*Extracted text*:
# eVic-VT Firmware Check



## Redeemer (7/8/15)

Good morning all.

I bought an eVic-VT full kit on Monday, that is supposedly one of the newer shipments into the country.

Problem is, I can not check the firmware on the device. I tried the 20 clicks starting from when device is switched off, even tried 100+ clicks, but device just goes on, and nothing on the screen changes.
Is this normal for the new ones that came in? Do they no longer show the firmware version? I cant find anything on Google searches to assist me.
I need to check if this might just be a glitch in the firmware loaded on my device, in which case I'm taking it back to the vendor for either a swap, or a refund if he cant make the firmware show on a different device, because if these features dont work, who knows what else is wrong on the firmware loaded on them?
Hope I'm making sense. Just dont want to be stuck with a device that may give me problems down the line, and not perform as its supposed to, due to incorrect or improperly loaded firmware on it.

*Required task*: Continue the forum thread above about checking the eVic-VT firmware, beginning after its final sentence.

Object position labeling entries:
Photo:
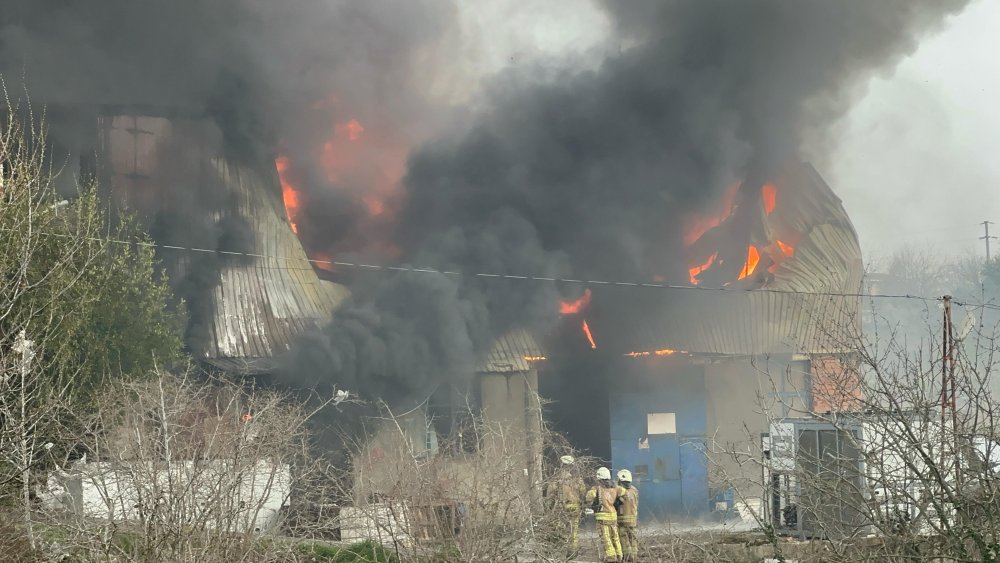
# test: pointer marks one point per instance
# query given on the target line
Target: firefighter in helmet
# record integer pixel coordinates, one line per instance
(568, 504)
(628, 512)
(604, 498)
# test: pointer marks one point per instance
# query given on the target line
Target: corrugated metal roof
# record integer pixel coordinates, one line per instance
(262, 305)
(513, 352)
(827, 259)
(258, 305)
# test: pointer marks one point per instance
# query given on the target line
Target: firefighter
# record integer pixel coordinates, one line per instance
(628, 512)
(604, 499)
(569, 493)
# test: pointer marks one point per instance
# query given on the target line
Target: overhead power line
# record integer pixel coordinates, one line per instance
(526, 277)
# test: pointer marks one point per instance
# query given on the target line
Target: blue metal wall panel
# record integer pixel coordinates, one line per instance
(669, 469)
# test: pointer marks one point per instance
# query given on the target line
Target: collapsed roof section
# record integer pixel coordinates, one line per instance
(805, 303)
(254, 297)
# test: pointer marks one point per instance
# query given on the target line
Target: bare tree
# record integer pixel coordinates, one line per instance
(183, 469)
(901, 461)
(78, 303)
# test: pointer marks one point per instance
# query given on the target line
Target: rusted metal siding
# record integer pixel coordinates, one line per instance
(516, 351)
(259, 303)
(805, 313)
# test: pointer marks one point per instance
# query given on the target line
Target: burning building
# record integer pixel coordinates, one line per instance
(765, 329)
(223, 235)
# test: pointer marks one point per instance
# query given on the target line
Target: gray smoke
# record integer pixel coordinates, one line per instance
(590, 172)
(268, 74)
(581, 173)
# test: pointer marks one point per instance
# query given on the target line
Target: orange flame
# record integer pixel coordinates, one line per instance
(693, 272)
(289, 194)
(664, 352)
(769, 193)
(590, 337)
(753, 258)
(697, 225)
(786, 249)
(574, 307)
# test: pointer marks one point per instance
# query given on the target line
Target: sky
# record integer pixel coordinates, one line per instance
(915, 159)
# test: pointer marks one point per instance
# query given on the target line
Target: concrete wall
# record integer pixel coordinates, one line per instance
(742, 395)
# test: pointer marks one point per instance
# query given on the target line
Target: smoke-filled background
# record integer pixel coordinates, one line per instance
(409, 141)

*Answer*:
All suggestions are most welcome.

Cheers.
J.P.


----------



## Dubz (7/8/15)

I seen a video recently by Pbusardo where he said that the new versions of the Evic VT will no longer have the function to check the firmware.

Reactions: Winner 1


----------



## shaunnadan (7/8/15)

I tried the 20 clicks now and i got v1.18


----------



## Silver (7/8/15)

Hope you come right @Redeemer 
Have you asked the vendor you got it from?


----------



## Redeemer (7/8/15)

Silver said:


> Hope you come right @Redeemer
> Have you asked the vendor you got it from?



@Silver the Vendor in question is kind off useless when it comes to giving knowledgeable answers, thats why I rather put it out on the forum to get proper info.

Watched through the vid @Dubz thanx, got the part where he mentioned it was a feature never meant to be released into the marked, and removed from newer models.

Someone also mentioned 10 clicks to get Ambient temp of the mod?

No amount of clicks in any combination does a thing on this mod, except 5 clicks on, 5 clicks off...


----------



## BhavZ (7/8/15)

Redeemer said:


> @Silver the Vendor in question is kind off useless when it comes to giving knowledgeable answers, thats why I rather put it out on the forum to get proper info.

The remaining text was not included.